The report, called the Pulse of Rural Manitoba 2026, compiled several sources of data and designed it to be approachable and usable, said RMED CEO Margot Cathcart. She said one potential use was for rural municipalities to have reinforcement for applications for grant funding.

“You need to be able to justify the ask. Whether it’s an ask of council, or the province or the feds,” she said. “Without it, it puts the community on the hind foot, a bit behind, because they are not able to present the best case.”

Wayne Kelly of the Rural Development Institute. Kelly said the report will help municipalities provide evidence to support grant applications when they seek funding. (Connor McDowell/The Brandon Sun)

Wayne Kelly of the Rural Development Institute. Kelly said the report will help municipalities provide evidence to support grant applications when they seek funding. (Connor McDowell/The Brandon Sun)

Provided records:
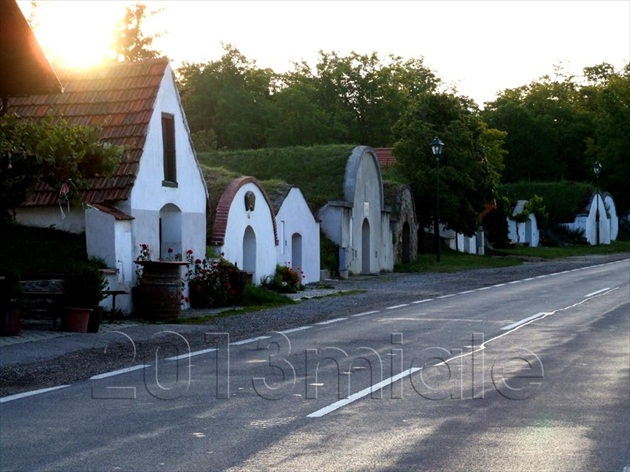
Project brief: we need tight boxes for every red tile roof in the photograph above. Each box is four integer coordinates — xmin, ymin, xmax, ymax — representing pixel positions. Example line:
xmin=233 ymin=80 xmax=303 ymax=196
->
xmin=0 ymin=0 xmax=61 ymax=99
xmin=210 ymin=176 xmax=279 ymax=246
xmin=9 ymin=58 xmax=168 ymax=206
xmin=374 ymin=148 xmax=396 ymax=168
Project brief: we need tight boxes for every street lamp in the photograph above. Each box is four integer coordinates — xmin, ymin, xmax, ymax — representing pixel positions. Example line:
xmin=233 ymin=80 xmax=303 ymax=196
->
xmin=431 ymin=136 xmax=444 ymax=262
xmin=593 ymin=161 xmax=602 ymax=246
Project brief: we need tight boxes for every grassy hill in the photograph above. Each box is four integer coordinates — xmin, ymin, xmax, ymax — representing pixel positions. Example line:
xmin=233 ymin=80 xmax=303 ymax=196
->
xmin=198 ymin=145 xmax=355 ymax=212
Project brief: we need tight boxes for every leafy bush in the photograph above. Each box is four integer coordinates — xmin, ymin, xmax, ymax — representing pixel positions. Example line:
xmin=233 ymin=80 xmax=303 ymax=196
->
xmin=499 ymin=181 xmax=595 ymax=227
xmin=186 ymin=253 xmax=247 ymax=308
xmin=262 ymin=265 xmax=304 ymax=293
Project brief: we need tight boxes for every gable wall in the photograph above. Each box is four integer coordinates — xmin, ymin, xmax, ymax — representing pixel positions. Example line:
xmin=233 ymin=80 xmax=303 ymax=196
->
xmin=128 ymin=67 xmax=207 ymax=266
xmin=220 ymin=183 xmax=276 ymax=284
xmin=276 ymin=188 xmax=320 ymax=283
xmin=344 ymin=147 xmax=394 ymax=274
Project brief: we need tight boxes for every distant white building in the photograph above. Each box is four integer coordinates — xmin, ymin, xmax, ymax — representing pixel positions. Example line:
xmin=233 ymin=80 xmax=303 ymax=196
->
xmin=273 ymin=187 xmax=320 ymax=284
xmin=210 ymin=176 xmax=279 ymax=284
xmin=10 ymin=58 xmax=208 ymax=311
xmin=318 ymin=146 xmax=394 ymax=277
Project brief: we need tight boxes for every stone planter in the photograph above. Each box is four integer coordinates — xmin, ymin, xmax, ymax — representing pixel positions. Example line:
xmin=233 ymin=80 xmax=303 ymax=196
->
xmin=132 ymin=261 xmax=188 ymax=321
xmin=61 ymin=307 xmax=92 ymax=333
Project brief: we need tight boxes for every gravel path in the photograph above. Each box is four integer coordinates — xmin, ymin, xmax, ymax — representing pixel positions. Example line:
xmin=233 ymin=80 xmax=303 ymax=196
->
xmin=0 ymin=254 xmax=630 ymax=396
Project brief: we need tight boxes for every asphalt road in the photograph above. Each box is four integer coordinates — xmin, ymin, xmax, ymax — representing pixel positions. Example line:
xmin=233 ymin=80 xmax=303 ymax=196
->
xmin=0 ymin=260 xmax=630 ymax=472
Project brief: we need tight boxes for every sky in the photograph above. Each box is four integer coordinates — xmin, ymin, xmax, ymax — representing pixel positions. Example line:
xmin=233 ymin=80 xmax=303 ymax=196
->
xmin=18 ymin=0 xmax=630 ymax=106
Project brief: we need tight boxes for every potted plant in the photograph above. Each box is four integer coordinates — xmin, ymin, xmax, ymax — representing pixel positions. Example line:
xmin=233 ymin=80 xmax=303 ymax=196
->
xmin=61 ymin=265 xmax=107 ymax=333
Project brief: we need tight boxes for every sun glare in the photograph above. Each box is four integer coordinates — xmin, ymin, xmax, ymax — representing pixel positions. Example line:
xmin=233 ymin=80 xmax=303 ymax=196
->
xmin=18 ymin=1 xmax=126 ymax=68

What to produce:
Continue the news passage about the Pulse of Rural Manitoba 2026 report from the point where it ends.

Task response:
When issuing grants, bodies like the province increasingly looking for data that convinces them of the need or the importance of projects, she said. But data is hard to come by in rural Manitoba — and so the report fills that gap, among others, she said.

The corporation also released an interactive infographic service about regions of Manitoba.

The Pulse of Manitoba report was made using existing data from Statistics Canada, and the database at RMED and data from municipalities in rural Manitoba. The report provides a look at regions and how they compare through 37 economic indicators, and offers a side-by-side look at individual municipalities.

Core themes are: demographics, housing, economy, migration, transportation, capacity and climate change.

The report in April was the first phase of the project, which stands to be an ongoing tool for municipalities to inform decision making and turn to for quick, accessible, data about rural Manitoba.

“It’s a living, breathing document,” Cathcart said. “We anticipate this as ongoing. Everytime we move forward wth the next phase, part of it will be updating the existing data (and keeping it up to date).”

The online, interactive profile service also released last week by the RMED provides data centres for the interlake, north, north central, parkland, south central, southeast, and southwest regions, and Manitoba and Winnipeg profiles.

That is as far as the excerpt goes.